## begin Records supplied

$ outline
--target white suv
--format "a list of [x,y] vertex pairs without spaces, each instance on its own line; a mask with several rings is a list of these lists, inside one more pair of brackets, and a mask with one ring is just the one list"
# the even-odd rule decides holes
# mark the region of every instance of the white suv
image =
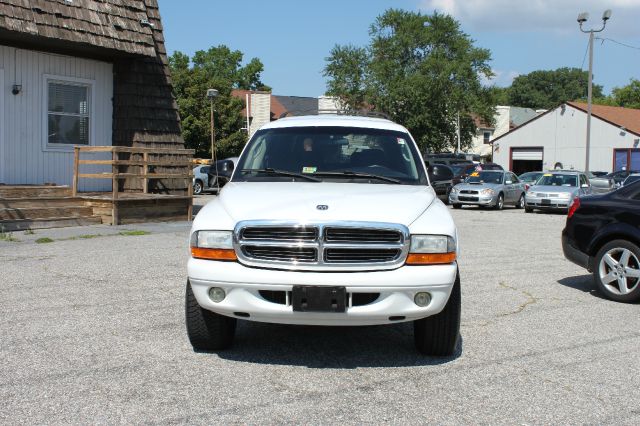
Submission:
[[404,127],[319,115],[263,126],[193,222],[186,287],[195,350],[231,345],[238,318],[414,322],[427,355],[460,329],[455,224]]

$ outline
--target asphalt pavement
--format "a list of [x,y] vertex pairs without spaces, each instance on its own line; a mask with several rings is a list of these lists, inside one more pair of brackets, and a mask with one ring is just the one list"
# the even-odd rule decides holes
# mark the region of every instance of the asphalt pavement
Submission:
[[410,324],[241,321],[232,349],[195,353],[188,223],[14,233],[0,423],[640,424],[640,306],[564,259],[564,215],[451,213],[462,344],[444,359],[415,352]]

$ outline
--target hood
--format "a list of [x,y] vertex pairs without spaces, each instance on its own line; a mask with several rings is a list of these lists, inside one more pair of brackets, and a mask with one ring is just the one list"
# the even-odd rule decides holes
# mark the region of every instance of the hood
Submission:
[[532,192],[569,192],[569,193],[573,193],[576,192],[578,189],[575,186],[557,186],[557,185],[533,185],[531,188],[529,188],[529,191]]
[[461,189],[470,189],[475,191],[482,191],[483,189],[491,188],[495,189],[499,186],[502,186],[501,183],[460,183],[456,185],[457,190]]
[[[433,189],[416,185],[230,182],[216,201],[234,222],[353,220],[409,225],[434,198]],[[319,210],[318,205],[328,208]]]

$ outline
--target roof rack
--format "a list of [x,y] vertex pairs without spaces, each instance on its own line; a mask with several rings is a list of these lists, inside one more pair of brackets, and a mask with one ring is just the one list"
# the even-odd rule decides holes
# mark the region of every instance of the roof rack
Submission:
[[307,109],[307,110],[294,110],[294,111],[285,111],[280,114],[278,118],[285,117],[296,117],[300,115],[321,115],[321,114],[335,114],[335,115],[351,115],[356,117],[370,117],[370,118],[384,118],[386,120],[391,120],[391,118],[380,111],[369,111],[364,109],[358,110],[342,110],[342,109]]

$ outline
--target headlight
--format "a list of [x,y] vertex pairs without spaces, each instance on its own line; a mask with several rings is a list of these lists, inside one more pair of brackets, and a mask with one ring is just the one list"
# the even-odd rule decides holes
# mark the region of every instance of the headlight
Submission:
[[231,231],[196,231],[191,234],[191,256],[196,259],[237,260]]
[[438,265],[456,260],[456,242],[447,235],[412,235],[407,265]]

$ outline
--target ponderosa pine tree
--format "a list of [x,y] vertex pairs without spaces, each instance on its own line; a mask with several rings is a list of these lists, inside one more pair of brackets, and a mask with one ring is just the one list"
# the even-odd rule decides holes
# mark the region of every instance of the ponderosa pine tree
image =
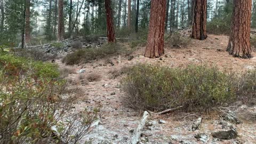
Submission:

## end Records supplied

Quote the preceding listing precisely and completely, omitting its images.

$ outline
--target white suv
--format "a list of [x,y] vertex pairs without spaces, each instance on its own line; a mask with several rings is a list of these lists, inside one more pair of brackets, and a mask with one ring is just the one list"
# the even-odd rule decides holes
# mark the region of every instance of the white suv
image =
Submission:
[[404,127],[319,115],[263,126],[193,222],[186,287],[195,350],[231,345],[238,318],[414,322],[427,355],[460,329],[455,224]]

$ outline
--target asphalt pavement
--format "a list of [x,y] vertex pairs without spaces, each instance on its own line; a mask with several rings is a list of these lists, inside one more pair of brackets, and a mask with one ring is just the one list"
# the even-odd rule decides holes
# mark the region of every instance of the asphalt pavement
Submission:
[[410,324],[241,321],[232,349],[195,353],[188,223],[14,233],[0,423],[640,424],[640,306],[564,259],[564,215],[451,213],[462,344],[444,359],[415,352]]

$ outline
--target hood
--format "a list of [x,y] vertex pairs without spaces, each instance on its own line; a mask with several rings is a list of these lists, inside one more pair of brackets, and a mask with one ring is just the one list"
# the even-odd rule decides holes
# mark the region of every instance of the hood
Submission:
[[532,192],[569,192],[569,193],[573,193],[576,192],[578,189],[575,186],[557,186],[557,185],[533,185],[531,188],[529,188],[529,191]]
[[461,189],[470,189],[475,191],[482,191],[483,189],[491,188],[495,189],[499,186],[502,186],[501,183],[460,183],[456,185],[457,190]]
[[[433,189],[416,185],[230,182],[216,201],[234,222],[353,220],[409,225],[434,198]],[[319,210],[318,205],[328,208]]]

$ outline
--target roof rack
--format "a list of [x,y] vertex pairs without spaces, each instance on its own line; a mask with several rings is a list of these lists, inside one more pair of brackets, and a mask with one ring is just the one list"
# the even-odd rule decides holes
# mark the region of every instance of the roof rack
Submission:
[[307,109],[307,110],[294,110],[294,111],[285,111],[280,114],[278,118],[285,117],[296,117],[300,115],[321,115],[321,114],[335,114],[335,115],[351,115],[356,117],[370,117],[370,118],[384,118],[386,120],[391,120],[391,118],[380,111],[369,111],[364,109],[358,110],[342,110],[342,109]]

$ outline
--target headlight
--format "a list of [x,y] vertex pairs without spaces, each instance on its own line; a mask with several rings is a list of these lists, inside one more pair of brackets, and a mask with one ring is just the one list"
# the even-odd rule decides holes
# mark the region of every instance of the headlight
Submission:
[[231,231],[196,231],[191,234],[191,256],[196,259],[237,260]]
[[438,265],[456,260],[456,242],[447,235],[412,235],[407,265]]

$ outline
--target ponderosa pine tree
--format "a list of [x,y] vertex pairs without spaces, each instance on its own line; a mask with several rings is a list of these lists, inside one more pair of brackets, and a mask with one ring is just the one list"
# the even-odd rule decides holes
# mark the region of every instance of the ponderosa pine tree
image =
Submission:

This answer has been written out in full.